• **SUPPLIED MATERIAL**:
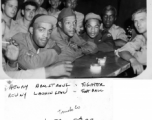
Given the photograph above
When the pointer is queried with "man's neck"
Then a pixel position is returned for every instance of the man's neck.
(26, 22)
(104, 28)
(145, 35)
(7, 20)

• **WHAT TO PRODUCE**: Keep the pictures out of the copy and write out the data exactly as it stands.

• **REPLY TO THE EXERCISE**:
Given the photograph above
When the pointer is queried with "man's neck"
Then a pixel position is returned for every instance of the man's neck.
(26, 22)
(104, 28)
(145, 35)
(7, 20)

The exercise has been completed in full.